## Text block
——
Special river, special fish: The South Fork of the Flathead grows some incredible cutthroats
The South Fork of the Flathead has long been renowned for its westslope cutthroat trout fishery. But results of a multi-year study of the watershed may suggest it’s getting even better.
The South Fork above the Hungry Horse Dam drains the Bob Marshall Wilderness. The North and Middle forks of the river, while also a valuable fishery, are increasingly under pressure by non-native fish. Rainbow trout, a non-native species to the watershed, can interbreed with cutthroat, creating hybrid offspring. Those hybrids are generally not as a robust fish as the native trout.
But the cutthroats of the South Fork are isolated from non-native rainbows by the Hungry Horse Dam.
Results of DNA analysis done this summer found that of 32 trout that were sampled in the South Fork, only pure westslope cutthroat trout genes were found, said Montana Fish, Wildlife and Parks biologist John Fraley.
Fraley and other FWP biologists have been sampling the genetics of cutthroats in the upper South Fork on and off for 30 years now. The first study Fraley did ran from 1985 to 1996. The purpose was to document genetics, growth rates, size and age of fish in the headwaters area of the drainage. He found that the genetically pure fish grew faster and lived longer than trout in the other stems of the river.
Why this is the case isn’t entirely understood, but there are likely several factors in play. For one, it’s excellent fish habitat. The river drains the Bob Marshall Wilderness and isn’t impacted by roads and other development. Secondly, there’s a length limit regulation on the fishery. Anglers can keep three fish a day and they have to be under 12 inches in length in the wilderness. Fraley’s 1980s and 1990s study, where 1,349 fish were caught and released, found that cutthroats from the South Fork grew faster than the rest of the basin. Trout in the South Fork grew to about a foot in length in less than five years, while trout in other areas of the basin it took five or six years.
More recent studies have found that the trout may be getting even bigger, on average.
“We found that the mean length of cutthroats in 2015 (334 mm) was greater than the mean length of cutthroat in 2010 (310 mm), and greater than the combined mean length of WCT in 1985-1996 (265 mm),” Fraley wrote. “The mean length in 2015 was also greater than in any of the individual years during the 1985-1996 period. This apparent increase in growth or longevity could be related to fires in a large proportion of the watershed resulting in release of nutrients or warmer water temperatures. The increase could also be a result of our very small sample size or other factors and should be viewed with caution. At any rate, the news is encouraging.”
Three hundred millimeters is just under a foot in length.
Some of the trout in the South Fork live to be quite old, for a fish. Fraley found that some of the trout he caught were about 11 years old and one was probably 12. For example, he caught and tagged one cutthroat in 1988 when it was 15 inches and 6 years of age, then caught it again in 1990 and again in 1994, when it was 17.5 inches in length.
Those are the oldest documented stream living cutthroat trout across its range, Fraley noted.
——
## Input data
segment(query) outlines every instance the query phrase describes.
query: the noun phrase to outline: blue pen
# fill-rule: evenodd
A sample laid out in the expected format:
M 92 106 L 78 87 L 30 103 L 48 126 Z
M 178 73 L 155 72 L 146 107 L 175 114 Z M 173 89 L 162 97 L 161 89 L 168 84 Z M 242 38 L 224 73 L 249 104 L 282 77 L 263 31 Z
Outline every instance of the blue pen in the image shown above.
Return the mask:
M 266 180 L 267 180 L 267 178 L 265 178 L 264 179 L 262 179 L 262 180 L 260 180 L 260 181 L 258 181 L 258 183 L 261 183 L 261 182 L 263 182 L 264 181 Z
——
## What is required
In the South Fork cutthroat article, what was the mean length of cutthroats in 2015? Please give the figure in millimeters.

## Completed task
334 mm